> **Required action**: Extract the full listing verbatim and drop any pictures from your copy.

----

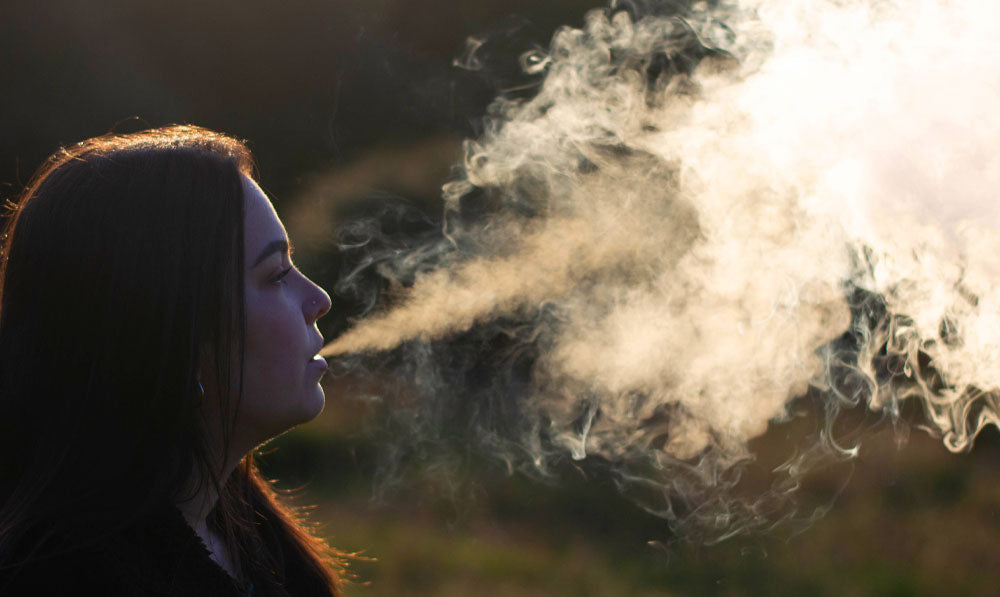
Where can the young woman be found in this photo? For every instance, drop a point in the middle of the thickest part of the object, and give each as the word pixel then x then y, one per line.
pixel 153 331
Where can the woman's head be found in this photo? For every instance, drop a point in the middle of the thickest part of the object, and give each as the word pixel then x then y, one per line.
pixel 128 308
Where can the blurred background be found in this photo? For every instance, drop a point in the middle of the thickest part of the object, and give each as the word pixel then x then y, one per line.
pixel 349 104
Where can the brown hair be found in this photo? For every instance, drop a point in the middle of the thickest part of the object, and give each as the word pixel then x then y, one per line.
pixel 122 265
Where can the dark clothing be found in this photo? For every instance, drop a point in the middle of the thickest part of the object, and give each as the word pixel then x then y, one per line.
pixel 160 557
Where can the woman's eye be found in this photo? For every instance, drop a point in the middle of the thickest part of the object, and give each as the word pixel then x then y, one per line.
pixel 278 279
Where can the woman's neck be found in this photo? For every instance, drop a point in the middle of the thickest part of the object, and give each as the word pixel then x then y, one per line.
pixel 204 495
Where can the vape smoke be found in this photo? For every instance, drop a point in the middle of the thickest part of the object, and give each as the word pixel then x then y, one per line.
pixel 697 218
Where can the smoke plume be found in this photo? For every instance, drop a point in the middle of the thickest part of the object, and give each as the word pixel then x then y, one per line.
pixel 702 215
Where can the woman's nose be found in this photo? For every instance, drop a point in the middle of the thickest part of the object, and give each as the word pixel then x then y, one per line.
pixel 319 303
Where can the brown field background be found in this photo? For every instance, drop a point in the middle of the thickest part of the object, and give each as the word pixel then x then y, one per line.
pixel 345 102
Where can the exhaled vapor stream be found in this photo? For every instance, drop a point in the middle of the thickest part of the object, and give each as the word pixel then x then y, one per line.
pixel 689 210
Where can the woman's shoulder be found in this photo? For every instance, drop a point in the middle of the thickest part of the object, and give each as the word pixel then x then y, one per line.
pixel 158 555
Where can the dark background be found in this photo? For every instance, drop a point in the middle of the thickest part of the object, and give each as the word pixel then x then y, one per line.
pixel 346 102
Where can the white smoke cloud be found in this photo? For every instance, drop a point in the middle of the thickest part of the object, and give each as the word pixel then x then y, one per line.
pixel 698 235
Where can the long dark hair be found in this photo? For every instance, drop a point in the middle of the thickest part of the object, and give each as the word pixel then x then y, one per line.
pixel 122 268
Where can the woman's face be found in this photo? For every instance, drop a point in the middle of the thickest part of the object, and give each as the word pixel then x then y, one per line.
pixel 281 371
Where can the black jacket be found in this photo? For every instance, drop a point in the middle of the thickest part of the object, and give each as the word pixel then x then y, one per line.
pixel 162 556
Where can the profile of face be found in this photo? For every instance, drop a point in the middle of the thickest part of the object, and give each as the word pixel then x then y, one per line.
pixel 281 369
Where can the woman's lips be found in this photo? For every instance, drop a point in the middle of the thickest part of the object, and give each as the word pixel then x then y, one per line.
pixel 318 363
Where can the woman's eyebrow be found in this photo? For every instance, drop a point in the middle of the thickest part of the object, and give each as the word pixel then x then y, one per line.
pixel 275 246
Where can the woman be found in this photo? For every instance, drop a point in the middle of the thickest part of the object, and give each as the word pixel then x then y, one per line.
pixel 153 331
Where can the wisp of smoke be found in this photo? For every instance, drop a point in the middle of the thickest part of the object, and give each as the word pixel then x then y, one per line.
pixel 689 222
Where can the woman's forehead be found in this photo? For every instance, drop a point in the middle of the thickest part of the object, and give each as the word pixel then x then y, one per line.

----

> **Answer for the task**:
Where can the young woman be found in this photo? For every instance, drop a point in the middle of the thickest part of the object, and give each as the word pixel then x then y, one per line.
pixel 153 331
Where can the woman's head be found in this photo? For every instance, drop a point in the middle of the thickest part of the object, and give each as the word pixel then x then y, one per line.
pixel 128 308
Where can the blurred background be found in this photo? For every instance, drop a point in the middle of the thickest part of the object, and give each as the word pixel then x then y, one per line.
pixel 349 104
Where can the brown hair be found in this photo? For every instance, drop a point in the middle of the thickest part of the object, and give each as the word pixel then x then y, one per line.
pixel 122 265
Where can the dark clothing be found in this photo? For every instance, drop a point in the middle of the thickest part of the object, and give each as the word pixel then x then y, one per line.
pixel 160 557
Where can the woman's eye be found in this photo? For every instance, drop a point in the middle of the thickest part of the object, and give each as the word pixel then x then y, one per line.
pixel 278 279
Where can the woman's neck be found in this photo? For every instance, drop a point in the middle of the thickest part of the object, and give each as the word pixel then x then y, one per line.
pixel 204 495
Where can the vape smoke be found in this photo? For every instance, drop a point in the middle of the thickest part of the object, and give each as the word pixel then x then y, one per line.
pixel 697 218
Where can the smoke plume be found in this photo? For every instance, drop a point in the middle of the thickest part of the object, and give each as the word pixel then x then y, one per line.
pixel 702 215
Where can the woman's nose be found in this photo? For every instance, drop a point in the middle of the thickest part of the object, and give each as the word pixel then x then y, one per line.
pixel 319 303
Where can the brown field background be found in this photo? For every instance, drop a point in the middle of the thickest part of the object, and give each as the word pixel then x then y, one per line.
pixel 345 102
Where can the exhaled vapor stream be found in this photo? For every instance, drop a point in the middle of the thickest part of the object, and give each as the word pixel then x then y, one per line.
pixel 689 210
Where can the woman's shoulder be found in this photo? For every instance, drop a point in the middle of the thickest part of the object, and give each as the word pixel then x then y, one per line.
pixel 158 555
Where can the dark background be found in this photo? For every instance, drop a point in the middle of the thickest part of the object, and give each as the word pixel then x then y, one per line.
pixel 346 102
Where can the white smoke cloud be found in this photo? For every instance, drop a point in the middle of the thickest part of the object, and give each as the word pixel then x then y, one per line.
pixel 698 235
Where can the long dark hair be found in this photo? For every instance, drop a point in the middle of the thickest part of the object, and give each as the word pixel then x then y, one per line.
pixel 122 268
Where can the woman's face be found in this photo? For every instance, drop a point in the middle of the thickest part of the object, and give each as the word pixel then x then y, one per line.
pixel 281 371
Where can the black jacket be found in this photo? For every instance, drop a point in the middle of the thickest part of the object, and give each as the word pixel then x then y, one per line.
pixel 162 556
Where can the profile of face be found in this photo? For every instance, drop a point in the middle of the thickest part of the object, and give each as the word pixel then x then y, one per line.
pixel 281 369
Where can the woman's lips be found in this photo? For every instance, drop a point in the middle of the thickest part of the object, and give each as the word pixel then x then y, one per line.
pixel 318 363
Where can the woman's eyebrow be found in this photo? For every instance, drop a point in the middle of the thickest part of the object, and give each as the word pixel then x then y, one per line.
pixel 275 246
Where can the woman be found in this photo? For every instance, drop a point in the middle of the thickest part of the object, and give each as the word pixel then x then y, one per line.
pixel 153 331
Where can the wisp of smoke be found in this photo? For every instance, drop a point in the middle of the thickest part of the object, and give each as the word pixel then x then y, one per line.
pixel 689 222
Where can the woman's forehead be found in this photo? For every instance, drop a point in the middle of the thickest part of the object, and give each as the word pixel then x then y, one per line.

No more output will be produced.